» **What the task asks**: Report every line from the material that contains the word "grey".

» **The records**:
● ● ● ● ● ● ●
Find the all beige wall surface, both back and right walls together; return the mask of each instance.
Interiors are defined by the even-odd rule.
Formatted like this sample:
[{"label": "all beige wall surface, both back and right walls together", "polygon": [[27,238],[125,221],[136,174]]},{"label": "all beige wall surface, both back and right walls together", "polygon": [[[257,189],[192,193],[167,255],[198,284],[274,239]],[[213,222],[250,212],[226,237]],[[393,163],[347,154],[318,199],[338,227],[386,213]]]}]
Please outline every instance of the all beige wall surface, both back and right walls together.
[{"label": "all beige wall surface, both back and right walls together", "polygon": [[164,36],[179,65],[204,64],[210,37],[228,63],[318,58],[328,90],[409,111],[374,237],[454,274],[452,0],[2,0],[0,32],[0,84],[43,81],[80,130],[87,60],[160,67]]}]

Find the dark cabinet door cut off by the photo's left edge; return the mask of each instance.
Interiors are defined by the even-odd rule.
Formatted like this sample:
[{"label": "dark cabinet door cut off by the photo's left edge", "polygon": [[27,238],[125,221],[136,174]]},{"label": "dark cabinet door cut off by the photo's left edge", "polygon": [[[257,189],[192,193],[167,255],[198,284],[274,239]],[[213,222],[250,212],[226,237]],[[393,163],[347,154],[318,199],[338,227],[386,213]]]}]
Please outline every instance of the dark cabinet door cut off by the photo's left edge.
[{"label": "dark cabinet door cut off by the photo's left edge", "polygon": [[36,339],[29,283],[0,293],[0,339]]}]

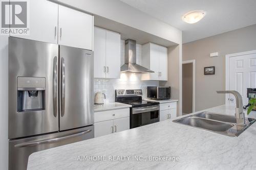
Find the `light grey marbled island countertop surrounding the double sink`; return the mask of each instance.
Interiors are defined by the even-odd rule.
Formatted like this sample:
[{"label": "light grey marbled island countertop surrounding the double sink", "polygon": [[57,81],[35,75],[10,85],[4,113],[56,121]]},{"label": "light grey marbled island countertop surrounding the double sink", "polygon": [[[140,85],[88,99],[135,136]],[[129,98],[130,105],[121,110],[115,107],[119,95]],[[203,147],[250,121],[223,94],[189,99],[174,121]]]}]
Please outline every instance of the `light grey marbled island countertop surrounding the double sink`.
● ● ● ● ● ● ●
» **Finished task**:
Find the `light grey marbled island countertop surrounding the double sink`; return the mask of each instance.
[{"label": "light grey marbled island countertop surrounding the double sink", "polygon": [[57,81],[35,75],[10,85],[4,113],[56,121]]},{"label": "light grey marbled island countertop surrounding the double sink", "polygon": [[[140,85],[88,99],[135,136]],[[129,98],[130,105],[121,110],[115,107],[119,95]],[[203,147],[250,121],[223,94],[189,99],[174,121]]]}]
Please outline every instance of the `light grey marbled island countertop surrounding the double sink`.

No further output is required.